**The task**: Can you continue the forum thread about roll cages and chassis stiffening, picking up right after its final post?

Here is a thought for the people who just want the structural rigidity and do'nt necessarily need the cage. syborg tt was talking about his truck where they used liquid steel to fill in voids to make it more rigid and it reminded me of a article I read where racers in japan were using a two part spray foam insulation and putting in cavities in their cars to stiffen the chassis. Maybe this would solve some of the problems by just using the spray foam like the liquid steel.

This is an industrial spray foam and is like a two part that is mixed when it is sprayed not the stuff you buy in a can at Wal-Mart.

conekiller13
12-02-2008, 11:56 AM
I did the spray foam trick with My Chevelle about six years ago. I can't say I felt any change in structural rigidity however it make a noticable difference in sound deadening with minimal weight gain. I put in dead areas in between panels, like below the C-pillar, inside the brace below the B-pillar area and some of the kick panel area. I noticed a decrease in "drone" noise when on the highway.

One thing I don't know if it has been mentioned already but I believe it to be fairly importaint in any vehicle with a cage is to improve how the seats mount. Found small bolts through sheet metal wont be enough to hold your strapped in but in place when the rest of the car is no longer flexing or crumpling. If your seat tears loose a big headache will follow.

RECOVERY ROOM
12-03-2008, 06:15 PM
haha.. well just wear a helment around town:thumbsup:

Pull up next to a cop at a stop light and give him a thumbs up with a helmet on!

Pony Exp.305
12-20-2008, 05:40 PM
Yes, I have been seen that vehicles with bigger hp w/o roll cage, :wow: I would paranoid while driving on bigger HP:drive W/O roll cage: :drive: .
Good topic
it can't be that safe driving a 600hp car without one. Iv seen many cars with over 600 without a cage.
Some people say it will save you if you get tboned God forbid

JohnC
12-26-2008, 10:51 AM
I was also going to use a 4pt roll cage with removeable crossbar. The main reason was to be able to be able to have the shoulder harnesses mount to the crossbar when the crossbar is in for track and just use the lap belt part of the camlock harness when I still want to use the back seat (and still HAVE a backseat).

Does anyone understand my way of thinking here?

When your car will be half street use and half track use, it is an option.

And while I am at it, anyone have a recommended manufacturer of
a chromoly cage for E-bodies??? (Cuda/Challenger)

**Data records**:
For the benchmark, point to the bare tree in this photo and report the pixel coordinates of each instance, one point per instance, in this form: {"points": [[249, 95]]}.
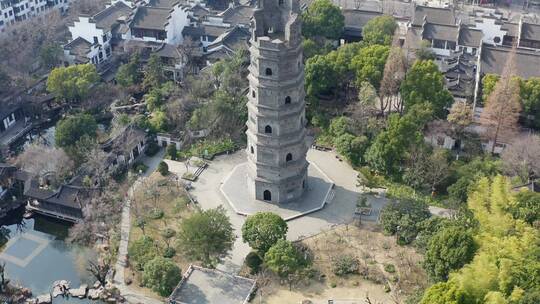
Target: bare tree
{"points": [[3, 280], [522, 157], [48, 162], [501, 113], [96, 164], [393, 75], [460, 117], [436, 169], [191, 53], [100, 215], [99, 271]]}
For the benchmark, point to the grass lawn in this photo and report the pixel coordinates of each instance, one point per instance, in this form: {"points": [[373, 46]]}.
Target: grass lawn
{"points": [[386, 271], [158, 193]]}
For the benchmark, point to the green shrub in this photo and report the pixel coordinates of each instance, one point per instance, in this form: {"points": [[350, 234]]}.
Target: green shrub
{"points": [[169, 252], [390, 268], [210, 148], [171, 151], [370, 179], [345, 264], [141, 251], [156, 214], [161, 275], [139, 167], [403, 192], [254, 262], [163, 168], [151, 149]]}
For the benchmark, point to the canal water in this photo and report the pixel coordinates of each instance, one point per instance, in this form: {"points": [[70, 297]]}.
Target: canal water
{"points": [[36, 256]]}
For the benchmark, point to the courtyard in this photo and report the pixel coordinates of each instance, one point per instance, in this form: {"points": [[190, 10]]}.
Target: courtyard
{"points": [[339, 208]]}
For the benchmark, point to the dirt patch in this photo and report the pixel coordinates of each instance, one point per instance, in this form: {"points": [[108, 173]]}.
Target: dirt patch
{"points": [[386, 272], [162, 203]]}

**Written answer**:
Thanks

71dusterjon
12-30-2008, 10:32 PM
this is my first car i'm rebuilding and putting a 4pt roll bar in but i wouldn't feel safe with a roll bar that isn't welded together. having bolts to hold pieces or a piece of roll bar in place seems sketchy due to if that bolt was to break, there could be some serious consequences. if you do put a bolt i would atleast put to bolts at each location so if one fails you still have a back up.

SDMAN
12-31-2008, 07:52 AM
Ive driven street cars with cages. A legal to 10 seconds cage, if done right, can almost be like having no cage at all. Just takes the right parts and a well thought out install.
My current project will be way faster than 10 seconds. So I had an 8.50 legal setup installed. We are just finishing it up, and while its a bit more intrusive, my installer did a top rate job of keeping it out of the way (as much as possible) as well as making it safe for the speeds planned. Lots of work getting everything to fit together. When you cut the floor out of the car (to channel it over an aftermarket frame) NHRA rules require a bunch more work to make it legal. But the majority of the extra work is under the floor.
There are 3 things about street car cages that can cause problems. First is a crappy design/install that places the tubes in such a way that you are constantly banging some part of your body against them. A well designed cage will minimize this. Second is the cross bar. It can make it impossible to use the rear seat. Alston has some very nice hardware that makes a removeable cross bar possible. Lastly are the door bars. Lots of people use swing outs. I used them. Once. Rattled, PITA to open when in the seat, etc. This time we put removeable door bars in using the same Alston parts. If your not racing, you can leave the cross bar and door bars at home.